# Nissa has become a fussy eater!



## Nissa Fiona (Nov 4, 2007)

Nissa is now 5 months old and has suddenly decided she no longer likes her Royal Canine dog food (the food she has been on since she began eating solid food). She turns her nose up at it! The thought of going out and buying 6 lb. bags of new food until I find one she likes doesn't thrill me. I've never dealt with a fussy eater before and am wondering how others have handled this. I've seen previous threads where it looks like Maltese are kind of notorius for this type of behavior but nothing on the best way to go about dealing with it. Is there a dog food that is preferred by Maltese that I should try next? I feel at kind of a loss. She loves wet dog food so that's not a problem but I know she's supposed to have dry also and that's the problem. P.S. She is never given people food.


----------



## The A Team (Dec 1, 2005)

Maybe you might want to pour a little bit of Swanson's Organic Chicken Broth onto her food. Or a add a few pieces of boiled chicken to it. That always worked for my dogs.


----------



## a2z (Aug 23, 2004)

Find a pet store with little sample bags of food and switch off for a meal or two. My girl gets 'bored' with her food and it's hard since she's on canned Hills I/D. I got the dry version and switch her whenever she turns her nose up.

Or you can let her get hungry. All the vets just look at me when I say that Zoey can't stay on the same food. They say she will eat when she gets hungry. That would be a hard thing to do!


----------



## camfan (Oct 30, 2006)

Do you free feed (keep food down at all times?). I'd recommend trying that and she'll hopefully go to it when she's hungry enough--also consider her weight--I wouldn't let a little one go too long without eating. By 5 months Ollie's weight was almost 10 lbs--he shot up very quickly. So I didn't worry about him going for a day or so being picky--by picky I mean just that--picking, not totally fasting. Anyway, he has actually lost some weight in the past several months. He holds steady now at about 8 1/2 lbs. Sometimes he'll go a day or even a little longer just picking at his food, but then the next day he'll eat twice as much. Some may say that free feeding causes their pottying to be unpredictable, but that's never been our case. Ollie is like clockwork--even through the days when he doesn't eat much OR eats extra.


----------



## Nissa Fiona (Nov 4, 2007)

> Do you free feed (keep food down at all times?). I'd recommend trying that and she'll hopefully go to it when she's hungry enough--also consider her weight--I wouldn't let a little one go too long without eating. By 5 months Ollie's weight was almost 10 lbs--he shot up very quickly. So I didn't worry about him going for a day or so being picky--by picky I mean just that--picking, not totally fasting. Anyway, he has actually lost some weight in the past several months. He holds steady now at about 8 1/2 lbs. Sometimes he'll go a day or even a little longer just picking at his food, but then the next day he'll eat twice as much. Some may say that free feeding causes their pottying to be unpredictable, but that's never been our case. Ollie is like clockwork--even through the days when he doesn't eat much OR eats extra.[/B]


Yes, I free feed. She weighs 5 lbs. 4 oz. at 5 months. I was thinking maybe the dry food hurts her with teething because the wet food she gobbles but I can't be sure. I'm grasping at straws here. I've tried putting hot water into it to soften it but she still turns her nose up.

## Information supplied:
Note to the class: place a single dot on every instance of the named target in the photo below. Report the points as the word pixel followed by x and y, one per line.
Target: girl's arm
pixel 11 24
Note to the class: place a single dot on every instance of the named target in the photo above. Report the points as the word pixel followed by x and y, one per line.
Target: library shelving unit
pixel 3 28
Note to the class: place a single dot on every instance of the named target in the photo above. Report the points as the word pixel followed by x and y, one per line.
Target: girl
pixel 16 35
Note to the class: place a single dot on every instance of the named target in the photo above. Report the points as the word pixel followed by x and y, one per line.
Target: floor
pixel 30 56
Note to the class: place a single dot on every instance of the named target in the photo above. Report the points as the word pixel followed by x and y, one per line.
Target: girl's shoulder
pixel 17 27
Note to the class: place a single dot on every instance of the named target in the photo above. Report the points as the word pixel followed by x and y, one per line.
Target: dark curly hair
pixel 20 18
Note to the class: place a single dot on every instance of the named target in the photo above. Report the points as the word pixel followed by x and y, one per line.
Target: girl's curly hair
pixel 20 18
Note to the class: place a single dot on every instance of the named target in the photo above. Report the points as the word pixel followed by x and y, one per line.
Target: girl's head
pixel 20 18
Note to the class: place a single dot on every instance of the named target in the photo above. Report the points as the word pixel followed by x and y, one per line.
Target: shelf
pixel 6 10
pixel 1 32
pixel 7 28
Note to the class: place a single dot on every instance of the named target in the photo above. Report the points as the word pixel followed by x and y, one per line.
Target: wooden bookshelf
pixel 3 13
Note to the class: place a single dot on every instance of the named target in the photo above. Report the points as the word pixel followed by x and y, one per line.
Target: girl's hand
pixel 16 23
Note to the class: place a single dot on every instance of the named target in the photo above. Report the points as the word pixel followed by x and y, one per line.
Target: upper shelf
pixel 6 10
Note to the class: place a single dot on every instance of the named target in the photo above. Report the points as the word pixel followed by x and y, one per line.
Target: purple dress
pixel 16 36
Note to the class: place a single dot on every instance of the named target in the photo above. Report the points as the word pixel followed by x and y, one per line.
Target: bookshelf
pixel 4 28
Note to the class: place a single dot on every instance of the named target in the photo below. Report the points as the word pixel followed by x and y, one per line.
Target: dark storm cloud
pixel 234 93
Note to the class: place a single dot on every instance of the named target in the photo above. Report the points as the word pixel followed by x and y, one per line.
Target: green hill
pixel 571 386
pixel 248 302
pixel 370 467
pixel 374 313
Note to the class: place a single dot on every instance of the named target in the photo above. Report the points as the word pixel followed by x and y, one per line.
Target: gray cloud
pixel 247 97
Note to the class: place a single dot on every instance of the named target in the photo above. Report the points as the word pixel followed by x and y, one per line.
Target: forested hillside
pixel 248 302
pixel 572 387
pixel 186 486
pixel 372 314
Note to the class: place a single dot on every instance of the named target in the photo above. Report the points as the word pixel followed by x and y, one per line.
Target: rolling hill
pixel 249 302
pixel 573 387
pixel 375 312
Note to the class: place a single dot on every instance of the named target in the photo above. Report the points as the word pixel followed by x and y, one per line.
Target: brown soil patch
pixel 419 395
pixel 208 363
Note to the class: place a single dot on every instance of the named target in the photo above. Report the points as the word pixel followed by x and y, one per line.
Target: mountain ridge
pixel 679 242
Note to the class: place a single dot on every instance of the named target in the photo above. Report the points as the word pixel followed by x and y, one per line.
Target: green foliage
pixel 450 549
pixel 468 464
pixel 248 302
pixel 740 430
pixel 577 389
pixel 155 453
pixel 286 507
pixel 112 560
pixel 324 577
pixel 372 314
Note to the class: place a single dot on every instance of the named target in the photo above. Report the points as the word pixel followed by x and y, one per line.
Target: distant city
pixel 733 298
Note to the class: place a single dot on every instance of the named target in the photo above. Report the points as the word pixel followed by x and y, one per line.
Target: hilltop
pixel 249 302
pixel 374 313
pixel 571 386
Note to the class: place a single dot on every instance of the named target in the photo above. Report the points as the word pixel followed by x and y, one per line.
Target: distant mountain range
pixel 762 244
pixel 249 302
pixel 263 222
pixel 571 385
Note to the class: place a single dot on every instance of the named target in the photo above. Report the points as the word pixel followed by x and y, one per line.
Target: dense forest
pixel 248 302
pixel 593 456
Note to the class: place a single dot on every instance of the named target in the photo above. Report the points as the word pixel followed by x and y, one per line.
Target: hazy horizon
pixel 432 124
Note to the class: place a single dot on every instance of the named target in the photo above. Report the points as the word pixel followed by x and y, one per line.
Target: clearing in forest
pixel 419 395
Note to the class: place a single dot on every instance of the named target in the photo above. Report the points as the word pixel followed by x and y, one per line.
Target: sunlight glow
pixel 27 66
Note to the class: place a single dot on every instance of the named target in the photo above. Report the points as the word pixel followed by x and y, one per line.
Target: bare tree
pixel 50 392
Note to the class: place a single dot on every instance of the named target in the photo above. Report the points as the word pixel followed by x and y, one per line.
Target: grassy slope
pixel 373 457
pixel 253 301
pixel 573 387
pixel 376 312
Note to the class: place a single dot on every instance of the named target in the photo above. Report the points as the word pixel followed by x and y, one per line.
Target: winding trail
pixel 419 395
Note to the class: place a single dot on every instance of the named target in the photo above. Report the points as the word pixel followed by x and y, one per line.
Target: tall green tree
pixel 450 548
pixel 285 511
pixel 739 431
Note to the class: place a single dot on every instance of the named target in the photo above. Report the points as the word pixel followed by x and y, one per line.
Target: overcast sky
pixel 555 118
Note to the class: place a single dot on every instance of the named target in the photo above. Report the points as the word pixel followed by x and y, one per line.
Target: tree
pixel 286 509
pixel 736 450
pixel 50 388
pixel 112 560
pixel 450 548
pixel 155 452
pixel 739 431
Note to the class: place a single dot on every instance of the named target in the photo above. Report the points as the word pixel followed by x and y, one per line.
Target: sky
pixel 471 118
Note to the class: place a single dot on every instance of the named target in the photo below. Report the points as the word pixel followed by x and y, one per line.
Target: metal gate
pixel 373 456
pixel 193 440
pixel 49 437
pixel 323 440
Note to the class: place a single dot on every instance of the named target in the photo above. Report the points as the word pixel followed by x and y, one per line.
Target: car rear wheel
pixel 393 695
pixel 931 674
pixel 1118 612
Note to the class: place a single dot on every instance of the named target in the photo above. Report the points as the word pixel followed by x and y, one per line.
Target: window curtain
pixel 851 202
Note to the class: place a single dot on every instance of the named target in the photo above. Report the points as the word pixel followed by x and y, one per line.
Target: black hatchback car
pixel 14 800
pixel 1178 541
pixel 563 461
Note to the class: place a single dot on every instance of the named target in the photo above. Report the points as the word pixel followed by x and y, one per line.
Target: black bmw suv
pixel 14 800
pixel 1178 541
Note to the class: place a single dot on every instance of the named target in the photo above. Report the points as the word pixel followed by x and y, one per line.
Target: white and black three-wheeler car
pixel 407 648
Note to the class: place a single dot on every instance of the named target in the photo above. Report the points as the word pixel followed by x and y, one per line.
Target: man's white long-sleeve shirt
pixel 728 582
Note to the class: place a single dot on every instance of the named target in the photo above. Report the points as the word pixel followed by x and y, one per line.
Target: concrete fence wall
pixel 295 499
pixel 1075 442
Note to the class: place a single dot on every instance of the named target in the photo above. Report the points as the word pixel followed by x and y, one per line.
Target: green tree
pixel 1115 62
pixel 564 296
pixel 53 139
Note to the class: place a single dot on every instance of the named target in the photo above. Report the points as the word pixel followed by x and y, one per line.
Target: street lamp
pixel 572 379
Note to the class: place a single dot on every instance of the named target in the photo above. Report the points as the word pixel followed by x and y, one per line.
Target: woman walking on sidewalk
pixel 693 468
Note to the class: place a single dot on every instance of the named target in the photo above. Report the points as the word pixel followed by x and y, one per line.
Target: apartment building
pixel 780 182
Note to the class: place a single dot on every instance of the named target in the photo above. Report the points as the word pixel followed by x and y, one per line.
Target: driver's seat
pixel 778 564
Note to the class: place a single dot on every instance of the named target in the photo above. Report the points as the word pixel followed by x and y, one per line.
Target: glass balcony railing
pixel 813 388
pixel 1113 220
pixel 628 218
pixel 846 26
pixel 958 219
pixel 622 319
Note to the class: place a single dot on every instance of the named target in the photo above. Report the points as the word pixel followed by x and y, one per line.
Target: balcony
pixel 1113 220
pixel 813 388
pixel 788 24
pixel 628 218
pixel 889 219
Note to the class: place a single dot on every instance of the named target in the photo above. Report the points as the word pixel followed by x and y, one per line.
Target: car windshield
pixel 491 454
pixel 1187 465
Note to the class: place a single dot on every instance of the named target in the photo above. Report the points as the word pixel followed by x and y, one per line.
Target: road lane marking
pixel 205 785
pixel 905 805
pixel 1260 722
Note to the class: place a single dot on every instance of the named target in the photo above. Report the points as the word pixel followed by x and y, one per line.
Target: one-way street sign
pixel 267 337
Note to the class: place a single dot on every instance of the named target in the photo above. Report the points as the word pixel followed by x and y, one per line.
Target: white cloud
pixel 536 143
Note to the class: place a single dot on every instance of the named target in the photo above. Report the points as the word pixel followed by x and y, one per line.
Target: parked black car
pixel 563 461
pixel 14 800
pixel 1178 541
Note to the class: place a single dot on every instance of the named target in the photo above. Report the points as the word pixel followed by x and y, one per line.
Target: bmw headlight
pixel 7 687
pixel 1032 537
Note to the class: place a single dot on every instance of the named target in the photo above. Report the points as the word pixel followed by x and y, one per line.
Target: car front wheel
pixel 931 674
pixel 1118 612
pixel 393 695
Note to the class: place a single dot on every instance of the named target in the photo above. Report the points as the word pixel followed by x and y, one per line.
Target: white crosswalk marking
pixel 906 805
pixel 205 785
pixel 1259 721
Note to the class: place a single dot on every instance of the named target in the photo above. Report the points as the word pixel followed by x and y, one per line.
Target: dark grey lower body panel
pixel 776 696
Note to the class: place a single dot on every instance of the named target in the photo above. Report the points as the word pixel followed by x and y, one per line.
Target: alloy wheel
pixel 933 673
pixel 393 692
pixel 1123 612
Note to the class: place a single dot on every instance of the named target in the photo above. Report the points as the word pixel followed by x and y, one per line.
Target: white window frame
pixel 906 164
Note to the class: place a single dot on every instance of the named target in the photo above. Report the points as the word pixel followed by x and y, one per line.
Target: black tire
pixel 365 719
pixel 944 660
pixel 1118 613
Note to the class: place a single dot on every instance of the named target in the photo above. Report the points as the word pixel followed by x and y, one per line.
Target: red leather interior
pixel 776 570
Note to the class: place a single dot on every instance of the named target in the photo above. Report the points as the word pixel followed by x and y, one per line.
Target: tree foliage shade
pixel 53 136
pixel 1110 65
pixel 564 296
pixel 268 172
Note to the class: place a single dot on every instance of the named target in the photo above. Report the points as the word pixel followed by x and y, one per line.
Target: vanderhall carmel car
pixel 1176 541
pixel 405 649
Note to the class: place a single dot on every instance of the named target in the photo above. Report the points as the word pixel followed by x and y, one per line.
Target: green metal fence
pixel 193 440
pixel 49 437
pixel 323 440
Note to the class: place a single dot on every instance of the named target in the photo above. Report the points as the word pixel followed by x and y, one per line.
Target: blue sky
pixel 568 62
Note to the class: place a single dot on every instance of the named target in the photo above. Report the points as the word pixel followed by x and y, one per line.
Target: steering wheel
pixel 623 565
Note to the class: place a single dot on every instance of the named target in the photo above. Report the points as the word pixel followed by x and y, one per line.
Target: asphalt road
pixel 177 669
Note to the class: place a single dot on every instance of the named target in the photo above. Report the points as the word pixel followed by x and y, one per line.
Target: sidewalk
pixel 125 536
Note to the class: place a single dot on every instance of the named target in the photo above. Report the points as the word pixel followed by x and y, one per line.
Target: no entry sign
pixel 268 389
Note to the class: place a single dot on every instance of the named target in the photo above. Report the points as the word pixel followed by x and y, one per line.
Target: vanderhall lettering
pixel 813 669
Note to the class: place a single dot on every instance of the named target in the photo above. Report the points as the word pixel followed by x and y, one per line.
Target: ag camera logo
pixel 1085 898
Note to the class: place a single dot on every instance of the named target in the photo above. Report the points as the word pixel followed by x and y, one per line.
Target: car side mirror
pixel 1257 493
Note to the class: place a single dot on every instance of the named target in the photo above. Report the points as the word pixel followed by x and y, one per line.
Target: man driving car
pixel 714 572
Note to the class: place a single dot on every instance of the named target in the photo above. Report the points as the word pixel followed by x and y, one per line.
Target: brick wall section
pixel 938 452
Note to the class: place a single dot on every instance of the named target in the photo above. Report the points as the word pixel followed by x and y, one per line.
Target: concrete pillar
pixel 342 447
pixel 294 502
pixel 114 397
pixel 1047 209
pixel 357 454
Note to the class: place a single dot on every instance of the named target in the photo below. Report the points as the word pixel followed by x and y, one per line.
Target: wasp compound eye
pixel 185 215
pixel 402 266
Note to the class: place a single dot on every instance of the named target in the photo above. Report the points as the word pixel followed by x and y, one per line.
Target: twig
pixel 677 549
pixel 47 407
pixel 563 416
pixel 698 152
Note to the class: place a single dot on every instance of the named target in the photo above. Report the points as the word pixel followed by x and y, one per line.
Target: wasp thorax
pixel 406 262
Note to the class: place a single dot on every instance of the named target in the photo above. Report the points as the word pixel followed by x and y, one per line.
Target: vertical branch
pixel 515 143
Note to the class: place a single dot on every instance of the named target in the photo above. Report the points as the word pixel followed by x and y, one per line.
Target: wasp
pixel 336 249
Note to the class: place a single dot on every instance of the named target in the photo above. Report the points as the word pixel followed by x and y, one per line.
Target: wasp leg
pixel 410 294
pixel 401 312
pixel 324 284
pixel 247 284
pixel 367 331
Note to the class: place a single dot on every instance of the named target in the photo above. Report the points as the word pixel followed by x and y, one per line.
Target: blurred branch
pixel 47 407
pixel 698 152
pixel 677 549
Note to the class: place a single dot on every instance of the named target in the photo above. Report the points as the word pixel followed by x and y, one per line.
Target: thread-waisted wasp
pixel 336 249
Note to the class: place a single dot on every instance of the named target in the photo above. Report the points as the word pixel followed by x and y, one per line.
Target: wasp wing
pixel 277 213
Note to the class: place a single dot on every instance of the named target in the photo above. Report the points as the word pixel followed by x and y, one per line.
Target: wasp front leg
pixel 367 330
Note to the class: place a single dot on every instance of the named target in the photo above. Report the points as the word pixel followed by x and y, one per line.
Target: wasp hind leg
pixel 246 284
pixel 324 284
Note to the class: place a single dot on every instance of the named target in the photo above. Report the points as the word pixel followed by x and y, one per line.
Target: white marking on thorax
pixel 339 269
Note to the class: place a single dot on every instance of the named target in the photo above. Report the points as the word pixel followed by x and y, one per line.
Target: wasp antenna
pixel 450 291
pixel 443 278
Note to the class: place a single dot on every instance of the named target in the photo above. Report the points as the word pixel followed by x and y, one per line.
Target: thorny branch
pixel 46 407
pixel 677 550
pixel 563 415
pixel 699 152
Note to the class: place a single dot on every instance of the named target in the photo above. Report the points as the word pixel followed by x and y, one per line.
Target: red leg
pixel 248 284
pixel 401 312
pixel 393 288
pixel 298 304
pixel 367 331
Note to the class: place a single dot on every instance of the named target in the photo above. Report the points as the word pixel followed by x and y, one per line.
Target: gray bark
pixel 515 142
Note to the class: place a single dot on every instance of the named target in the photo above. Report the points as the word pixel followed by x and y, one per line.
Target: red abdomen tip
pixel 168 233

## Written exercise 1:
Give again the stretch of the fussy-eater thread from "## a2z (Aug" through "thing to do!", copied word for word.
## Written exercise 2:
Name every distinct username that heads a post in the fussy-eater thread, listing each one once.

## Final result 1:
## a2z (Aug 23, 2004)

Find a pet store with little sample bags of food and switch off for a meal or two. My girl gets 'bored' with her food and it's hard since she's on canned Hills I/D. I got the dry version and switch her whenever she turns her nose up.

Or you can let her get hungry. All the vets just look at me when I say that Zoey can't stay on the same food. They say she will eat when she gets hungry. That would be a hard thing to do!

## Final result 2:
Nissa Fiona, The A Team, a2z, camfan